━━━ QUOTED TEXT

Video by Iron Maiden
- Released: September 1983
- Recorded: 1982–1983
- Genre: Heavy metal
- Length: 16:46
- Label: PMI
- Director: David Mallet
- Producer: Martin Birch

Iron Maiden video chronology
| Live at the Rainbow (1981) | Video Pieces (1983) | Behind the Iron Curtain (1984) |

= Video Pieces =

Video Pieces was a home video released in 1983 on VHS, Betamax, LaserDisc, Video 8 and the Japan-only VHD format. This release contains four promotional videos by the heavy metal band Iron Maiden. This is one of the few Iron Maiden released videos to not feature Eddie the Head on the cover.

━━━━━━
━━━ SOURCE DATA

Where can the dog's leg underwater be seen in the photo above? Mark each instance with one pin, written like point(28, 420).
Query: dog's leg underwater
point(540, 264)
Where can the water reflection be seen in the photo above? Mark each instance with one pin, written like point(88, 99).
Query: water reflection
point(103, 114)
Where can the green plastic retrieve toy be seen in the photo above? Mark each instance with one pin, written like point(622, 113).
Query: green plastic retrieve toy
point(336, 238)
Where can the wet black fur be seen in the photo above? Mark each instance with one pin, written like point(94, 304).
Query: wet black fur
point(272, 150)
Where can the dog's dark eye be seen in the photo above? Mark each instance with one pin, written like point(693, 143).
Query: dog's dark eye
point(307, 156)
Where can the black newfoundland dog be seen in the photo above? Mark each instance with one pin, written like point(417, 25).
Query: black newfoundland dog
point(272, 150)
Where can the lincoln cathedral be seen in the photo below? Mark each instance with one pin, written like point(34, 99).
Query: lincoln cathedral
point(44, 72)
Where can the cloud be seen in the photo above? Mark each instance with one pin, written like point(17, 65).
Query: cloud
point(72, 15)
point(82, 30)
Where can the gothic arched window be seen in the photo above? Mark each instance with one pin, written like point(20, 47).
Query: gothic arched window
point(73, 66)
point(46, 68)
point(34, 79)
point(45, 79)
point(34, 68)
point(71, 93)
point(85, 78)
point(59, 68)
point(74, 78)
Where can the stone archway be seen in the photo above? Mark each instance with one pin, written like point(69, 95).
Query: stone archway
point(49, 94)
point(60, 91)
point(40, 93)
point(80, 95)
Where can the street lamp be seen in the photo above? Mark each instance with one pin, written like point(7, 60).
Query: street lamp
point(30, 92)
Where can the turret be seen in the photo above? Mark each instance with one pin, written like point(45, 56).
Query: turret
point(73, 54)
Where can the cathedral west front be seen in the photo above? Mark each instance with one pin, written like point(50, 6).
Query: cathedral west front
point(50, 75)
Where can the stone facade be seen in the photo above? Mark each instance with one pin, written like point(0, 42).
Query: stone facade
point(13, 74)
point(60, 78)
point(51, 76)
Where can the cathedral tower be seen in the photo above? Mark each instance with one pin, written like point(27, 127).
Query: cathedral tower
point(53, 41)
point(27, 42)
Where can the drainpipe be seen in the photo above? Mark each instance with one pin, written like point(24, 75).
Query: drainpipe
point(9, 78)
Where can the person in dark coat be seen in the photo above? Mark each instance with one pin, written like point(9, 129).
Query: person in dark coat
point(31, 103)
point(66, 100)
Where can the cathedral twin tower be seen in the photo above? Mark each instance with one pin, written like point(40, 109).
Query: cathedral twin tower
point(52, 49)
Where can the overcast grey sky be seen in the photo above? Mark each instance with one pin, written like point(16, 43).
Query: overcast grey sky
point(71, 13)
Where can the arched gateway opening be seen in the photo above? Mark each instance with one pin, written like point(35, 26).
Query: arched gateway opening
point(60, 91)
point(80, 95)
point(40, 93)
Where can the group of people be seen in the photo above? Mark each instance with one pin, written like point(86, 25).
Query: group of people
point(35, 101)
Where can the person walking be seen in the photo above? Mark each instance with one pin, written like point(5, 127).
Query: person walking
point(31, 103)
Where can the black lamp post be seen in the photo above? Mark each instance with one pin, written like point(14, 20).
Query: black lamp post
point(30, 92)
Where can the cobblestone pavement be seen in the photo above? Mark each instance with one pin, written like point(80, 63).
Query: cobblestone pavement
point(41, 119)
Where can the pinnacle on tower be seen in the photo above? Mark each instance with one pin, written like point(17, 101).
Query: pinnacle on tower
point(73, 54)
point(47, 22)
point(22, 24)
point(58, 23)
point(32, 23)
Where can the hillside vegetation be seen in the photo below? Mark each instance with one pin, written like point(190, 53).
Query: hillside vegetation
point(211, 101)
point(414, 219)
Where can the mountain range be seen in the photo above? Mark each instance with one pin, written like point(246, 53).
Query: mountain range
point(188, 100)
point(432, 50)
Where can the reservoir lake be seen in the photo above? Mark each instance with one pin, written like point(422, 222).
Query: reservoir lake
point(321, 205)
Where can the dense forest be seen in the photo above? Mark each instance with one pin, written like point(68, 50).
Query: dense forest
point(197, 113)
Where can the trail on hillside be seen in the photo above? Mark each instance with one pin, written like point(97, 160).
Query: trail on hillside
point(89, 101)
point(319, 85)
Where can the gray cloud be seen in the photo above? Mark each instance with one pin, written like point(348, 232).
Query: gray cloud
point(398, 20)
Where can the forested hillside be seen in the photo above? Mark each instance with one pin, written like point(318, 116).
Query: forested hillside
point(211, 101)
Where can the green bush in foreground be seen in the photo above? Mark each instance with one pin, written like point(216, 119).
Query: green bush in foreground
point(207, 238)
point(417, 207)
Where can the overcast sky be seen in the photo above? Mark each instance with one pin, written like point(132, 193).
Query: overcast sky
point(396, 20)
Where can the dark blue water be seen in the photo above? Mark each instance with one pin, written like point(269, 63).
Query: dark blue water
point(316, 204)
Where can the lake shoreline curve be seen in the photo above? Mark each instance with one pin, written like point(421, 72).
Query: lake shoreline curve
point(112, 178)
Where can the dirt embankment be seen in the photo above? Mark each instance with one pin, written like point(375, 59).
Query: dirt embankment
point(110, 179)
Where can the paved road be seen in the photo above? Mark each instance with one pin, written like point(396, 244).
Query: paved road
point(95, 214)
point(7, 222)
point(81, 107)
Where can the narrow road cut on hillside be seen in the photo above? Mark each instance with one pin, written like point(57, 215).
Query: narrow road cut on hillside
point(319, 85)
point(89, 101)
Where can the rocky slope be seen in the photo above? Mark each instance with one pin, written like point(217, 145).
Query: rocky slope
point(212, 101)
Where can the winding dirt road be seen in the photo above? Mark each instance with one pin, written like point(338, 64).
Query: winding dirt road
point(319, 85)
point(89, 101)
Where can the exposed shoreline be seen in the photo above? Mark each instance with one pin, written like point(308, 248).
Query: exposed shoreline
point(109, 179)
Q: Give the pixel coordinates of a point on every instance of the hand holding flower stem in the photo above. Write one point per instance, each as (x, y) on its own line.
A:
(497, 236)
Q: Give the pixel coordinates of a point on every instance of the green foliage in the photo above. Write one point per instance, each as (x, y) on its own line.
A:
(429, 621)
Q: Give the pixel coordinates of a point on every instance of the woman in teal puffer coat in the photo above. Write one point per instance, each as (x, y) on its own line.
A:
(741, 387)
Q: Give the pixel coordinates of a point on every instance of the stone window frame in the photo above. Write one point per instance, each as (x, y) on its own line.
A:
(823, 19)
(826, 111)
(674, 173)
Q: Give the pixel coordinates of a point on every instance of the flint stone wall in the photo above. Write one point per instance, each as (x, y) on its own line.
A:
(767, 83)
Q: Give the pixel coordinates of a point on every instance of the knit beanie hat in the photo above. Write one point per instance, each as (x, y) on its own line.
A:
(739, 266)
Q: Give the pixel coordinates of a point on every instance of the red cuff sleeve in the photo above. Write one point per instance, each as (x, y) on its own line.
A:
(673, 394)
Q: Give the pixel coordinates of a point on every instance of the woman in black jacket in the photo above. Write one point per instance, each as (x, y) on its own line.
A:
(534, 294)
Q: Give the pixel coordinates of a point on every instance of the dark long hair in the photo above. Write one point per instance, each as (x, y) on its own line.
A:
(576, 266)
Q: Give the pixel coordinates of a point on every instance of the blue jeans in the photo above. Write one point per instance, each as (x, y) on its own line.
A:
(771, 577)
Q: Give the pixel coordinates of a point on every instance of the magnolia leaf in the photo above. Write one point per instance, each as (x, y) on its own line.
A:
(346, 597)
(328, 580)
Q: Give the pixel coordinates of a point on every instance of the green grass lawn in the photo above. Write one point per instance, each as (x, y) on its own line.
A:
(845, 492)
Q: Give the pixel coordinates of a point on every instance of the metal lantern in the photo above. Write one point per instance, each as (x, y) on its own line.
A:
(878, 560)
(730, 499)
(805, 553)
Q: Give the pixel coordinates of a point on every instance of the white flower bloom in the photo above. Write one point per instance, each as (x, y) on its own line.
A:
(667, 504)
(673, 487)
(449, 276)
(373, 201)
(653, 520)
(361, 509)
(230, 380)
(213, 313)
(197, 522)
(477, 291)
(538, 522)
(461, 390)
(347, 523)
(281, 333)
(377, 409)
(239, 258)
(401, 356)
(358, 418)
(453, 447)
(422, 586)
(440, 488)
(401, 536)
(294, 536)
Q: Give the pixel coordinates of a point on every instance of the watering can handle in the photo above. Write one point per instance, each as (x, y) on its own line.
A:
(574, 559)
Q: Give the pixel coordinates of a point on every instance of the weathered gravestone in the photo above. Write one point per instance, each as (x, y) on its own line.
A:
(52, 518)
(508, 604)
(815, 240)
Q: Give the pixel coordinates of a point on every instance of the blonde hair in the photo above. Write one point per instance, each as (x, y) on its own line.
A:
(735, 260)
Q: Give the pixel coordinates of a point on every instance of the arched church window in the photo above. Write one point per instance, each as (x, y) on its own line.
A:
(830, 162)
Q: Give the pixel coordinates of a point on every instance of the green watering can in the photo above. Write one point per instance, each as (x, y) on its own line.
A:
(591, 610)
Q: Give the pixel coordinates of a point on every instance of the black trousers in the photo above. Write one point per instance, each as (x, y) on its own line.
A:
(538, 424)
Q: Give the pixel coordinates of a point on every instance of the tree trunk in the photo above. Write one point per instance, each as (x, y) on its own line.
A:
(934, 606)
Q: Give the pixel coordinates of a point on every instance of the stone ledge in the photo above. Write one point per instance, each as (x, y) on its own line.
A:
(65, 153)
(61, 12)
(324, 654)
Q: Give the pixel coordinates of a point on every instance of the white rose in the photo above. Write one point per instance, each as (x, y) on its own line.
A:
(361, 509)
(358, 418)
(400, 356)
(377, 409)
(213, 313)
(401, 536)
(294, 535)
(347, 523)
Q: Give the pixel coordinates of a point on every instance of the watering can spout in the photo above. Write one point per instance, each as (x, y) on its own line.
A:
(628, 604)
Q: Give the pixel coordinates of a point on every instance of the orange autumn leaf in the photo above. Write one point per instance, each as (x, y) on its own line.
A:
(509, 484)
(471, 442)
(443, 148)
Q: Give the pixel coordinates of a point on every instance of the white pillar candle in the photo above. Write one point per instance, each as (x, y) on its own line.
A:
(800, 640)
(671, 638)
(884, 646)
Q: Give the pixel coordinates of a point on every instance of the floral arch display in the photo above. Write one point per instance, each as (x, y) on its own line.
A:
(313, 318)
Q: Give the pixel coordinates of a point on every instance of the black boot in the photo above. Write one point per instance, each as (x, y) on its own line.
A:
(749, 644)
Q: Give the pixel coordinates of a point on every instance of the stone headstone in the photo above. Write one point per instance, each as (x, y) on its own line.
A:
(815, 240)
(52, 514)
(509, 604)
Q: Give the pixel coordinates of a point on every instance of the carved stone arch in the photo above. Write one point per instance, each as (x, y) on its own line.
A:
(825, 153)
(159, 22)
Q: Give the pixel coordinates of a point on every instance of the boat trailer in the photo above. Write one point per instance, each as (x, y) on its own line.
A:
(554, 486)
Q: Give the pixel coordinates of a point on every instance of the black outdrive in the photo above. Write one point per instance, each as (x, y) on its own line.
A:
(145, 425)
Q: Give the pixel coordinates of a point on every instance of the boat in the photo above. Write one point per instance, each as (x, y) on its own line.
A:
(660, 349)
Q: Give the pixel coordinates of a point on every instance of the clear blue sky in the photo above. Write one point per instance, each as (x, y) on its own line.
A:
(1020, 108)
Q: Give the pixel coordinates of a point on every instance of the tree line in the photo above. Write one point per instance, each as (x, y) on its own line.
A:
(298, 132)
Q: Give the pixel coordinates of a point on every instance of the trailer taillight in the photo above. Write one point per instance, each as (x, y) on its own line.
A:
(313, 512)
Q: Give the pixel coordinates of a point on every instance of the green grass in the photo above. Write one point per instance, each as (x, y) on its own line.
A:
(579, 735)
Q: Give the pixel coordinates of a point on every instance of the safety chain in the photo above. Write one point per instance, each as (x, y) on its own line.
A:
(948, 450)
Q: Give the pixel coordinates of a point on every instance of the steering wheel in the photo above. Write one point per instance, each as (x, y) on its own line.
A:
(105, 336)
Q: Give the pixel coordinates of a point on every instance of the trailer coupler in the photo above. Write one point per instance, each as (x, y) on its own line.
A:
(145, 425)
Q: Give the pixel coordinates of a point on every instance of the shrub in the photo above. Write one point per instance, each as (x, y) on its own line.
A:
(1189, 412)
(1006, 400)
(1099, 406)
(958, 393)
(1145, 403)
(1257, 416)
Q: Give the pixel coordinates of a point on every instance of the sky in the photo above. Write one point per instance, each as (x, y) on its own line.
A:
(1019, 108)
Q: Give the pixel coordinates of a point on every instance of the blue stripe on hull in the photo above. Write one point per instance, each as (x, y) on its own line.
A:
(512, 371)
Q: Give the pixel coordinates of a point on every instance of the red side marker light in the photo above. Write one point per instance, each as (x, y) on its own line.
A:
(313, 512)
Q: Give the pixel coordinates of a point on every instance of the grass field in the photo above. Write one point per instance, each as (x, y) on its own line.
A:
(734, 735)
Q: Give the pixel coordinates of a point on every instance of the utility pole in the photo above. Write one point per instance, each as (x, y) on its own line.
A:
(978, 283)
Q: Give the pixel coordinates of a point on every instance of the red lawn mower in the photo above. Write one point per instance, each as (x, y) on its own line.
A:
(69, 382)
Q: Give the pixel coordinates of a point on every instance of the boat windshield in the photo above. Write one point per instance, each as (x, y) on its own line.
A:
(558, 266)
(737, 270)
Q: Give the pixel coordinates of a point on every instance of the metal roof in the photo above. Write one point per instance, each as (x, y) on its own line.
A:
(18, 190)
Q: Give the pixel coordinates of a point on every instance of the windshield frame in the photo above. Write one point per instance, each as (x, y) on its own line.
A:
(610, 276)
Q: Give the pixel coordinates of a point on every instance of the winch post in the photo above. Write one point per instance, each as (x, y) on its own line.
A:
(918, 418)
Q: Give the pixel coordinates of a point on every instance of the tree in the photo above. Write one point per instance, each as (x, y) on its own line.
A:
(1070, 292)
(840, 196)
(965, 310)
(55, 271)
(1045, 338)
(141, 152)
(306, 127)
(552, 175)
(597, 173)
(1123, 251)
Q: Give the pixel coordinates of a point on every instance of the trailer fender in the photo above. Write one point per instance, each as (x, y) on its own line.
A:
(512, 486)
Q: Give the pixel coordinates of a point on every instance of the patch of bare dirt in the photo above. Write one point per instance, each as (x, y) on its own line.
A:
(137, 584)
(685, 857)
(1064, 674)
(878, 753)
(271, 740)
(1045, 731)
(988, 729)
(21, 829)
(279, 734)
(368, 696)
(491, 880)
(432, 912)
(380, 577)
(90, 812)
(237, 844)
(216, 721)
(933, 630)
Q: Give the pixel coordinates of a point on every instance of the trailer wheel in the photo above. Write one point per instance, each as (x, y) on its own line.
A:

━━━━━━

### DIRECTIVE 1
Please say whether each statement agrees with the text about Video Pieces. Answer yes or no, and quote the deciding words of the text.
(a) Video Pieces was directed by Martin Birch.
(b) The release contains four promotional videos.
(c) Eddie the Head appears on the cover of Video Pieces.
### DIRECTIVE 2
Edit the records from their first line through the line holding "point(103, 114)", inclusive, replacing "pin" with "marker" and leaving everything else unchanged. Give only those lines.
The text about Video Pieces and the records are separate material.

### FULL SOLUTION 1
(a) No: "Director: David Mallet"
(b) Yes: "This release contains four promotional videos by the heavy metal band Iron Maiden."
(c) No: "This is one of the few Iron Maiden released videos to not feature Eddie the Head on the cover."

### FULL SOLUTION 2
Where can the dog's leg underwater be seen in the photo above? Mark each instance with one marker, written like point(28, 420).
Query: dog's leg underwater
point(540, 264)
Where can the water reflection be seen in the photo above? Mark each instance with one marker, written like point(88, 99).
Query: water reflection
point(103, 114)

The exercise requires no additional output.